• **Dataset records**:
-- start --
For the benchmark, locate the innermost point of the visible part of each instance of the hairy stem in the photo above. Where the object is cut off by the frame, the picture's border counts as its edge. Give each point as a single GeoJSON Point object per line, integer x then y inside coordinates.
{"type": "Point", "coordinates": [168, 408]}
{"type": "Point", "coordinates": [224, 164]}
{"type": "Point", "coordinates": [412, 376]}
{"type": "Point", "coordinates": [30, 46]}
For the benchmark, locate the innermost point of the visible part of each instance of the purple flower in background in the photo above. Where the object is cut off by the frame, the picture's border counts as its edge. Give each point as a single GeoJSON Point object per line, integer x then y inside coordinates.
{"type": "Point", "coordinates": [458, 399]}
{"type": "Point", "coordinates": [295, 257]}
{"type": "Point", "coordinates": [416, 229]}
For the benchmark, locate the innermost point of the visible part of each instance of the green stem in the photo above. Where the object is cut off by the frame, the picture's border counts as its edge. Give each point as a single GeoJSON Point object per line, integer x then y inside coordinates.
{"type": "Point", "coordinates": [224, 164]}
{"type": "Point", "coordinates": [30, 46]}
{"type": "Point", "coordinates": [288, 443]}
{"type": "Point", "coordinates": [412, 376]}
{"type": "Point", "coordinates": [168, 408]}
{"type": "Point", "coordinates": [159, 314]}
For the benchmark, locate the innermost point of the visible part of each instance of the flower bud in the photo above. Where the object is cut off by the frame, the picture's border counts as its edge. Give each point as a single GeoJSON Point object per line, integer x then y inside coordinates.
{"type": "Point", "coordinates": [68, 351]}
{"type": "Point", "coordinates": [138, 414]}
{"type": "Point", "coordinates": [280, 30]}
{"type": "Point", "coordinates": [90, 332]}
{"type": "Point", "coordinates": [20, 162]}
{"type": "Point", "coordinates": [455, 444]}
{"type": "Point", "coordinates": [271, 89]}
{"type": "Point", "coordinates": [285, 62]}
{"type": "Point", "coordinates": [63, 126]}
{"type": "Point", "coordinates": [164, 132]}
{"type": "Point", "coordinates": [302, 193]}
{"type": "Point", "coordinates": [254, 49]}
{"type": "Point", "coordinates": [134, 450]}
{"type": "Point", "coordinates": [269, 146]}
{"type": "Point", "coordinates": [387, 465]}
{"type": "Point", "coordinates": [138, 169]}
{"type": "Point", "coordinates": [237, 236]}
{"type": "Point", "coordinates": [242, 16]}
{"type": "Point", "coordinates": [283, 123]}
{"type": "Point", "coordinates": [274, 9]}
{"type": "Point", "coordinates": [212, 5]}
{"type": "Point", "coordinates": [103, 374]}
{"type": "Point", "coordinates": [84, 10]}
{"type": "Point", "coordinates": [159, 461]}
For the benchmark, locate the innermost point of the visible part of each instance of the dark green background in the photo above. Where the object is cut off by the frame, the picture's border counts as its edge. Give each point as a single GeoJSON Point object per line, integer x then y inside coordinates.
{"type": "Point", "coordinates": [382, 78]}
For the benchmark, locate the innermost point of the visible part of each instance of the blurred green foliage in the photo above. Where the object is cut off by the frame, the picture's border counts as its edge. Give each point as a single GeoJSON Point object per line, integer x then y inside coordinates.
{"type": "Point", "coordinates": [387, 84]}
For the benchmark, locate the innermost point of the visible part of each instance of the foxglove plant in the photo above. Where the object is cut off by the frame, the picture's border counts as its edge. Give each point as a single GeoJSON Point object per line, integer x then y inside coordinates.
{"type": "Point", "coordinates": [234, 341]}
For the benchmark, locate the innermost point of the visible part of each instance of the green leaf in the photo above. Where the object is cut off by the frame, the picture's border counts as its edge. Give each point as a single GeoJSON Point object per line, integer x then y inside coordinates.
-- end --
• **Work to complete**:
Rewrite everything from the line containing "of the blurred" down to the end of the material, putting "evaluation" wherever "benchmark" appears and leaving all else as it is.

• **Solution to this problem**:
For the evaluation, locate the innermost point of the visible part of each instance of the blurred green foliage in the photo above. Where the object is cut off by the frame, the picture's border counts as its edge. Give each point as a single GeoJSON Point object per line, integer x then y inside coordinates.
{"type": "Point", "coordinates": [387, 84]}
For the evaluation, locate the innermost point of the visible part of each instance of the foxglove plant in the photo above. Where the object is cut off by the frame, the picture's border counts as its edge. Give each point as a single GeoJSON Point object per line, integer x then y inside coordinates.
{"type": "Point", "coordinates": [234, 341]}
For the evaluation, locate the innermost point of the visible part of each instance of the green leaf in the photo above. Where the object is cut off by the frame, the picture's border counts as its edge. Give each point as a single GeoJSON Point object per line, integer x then y inside coordinates.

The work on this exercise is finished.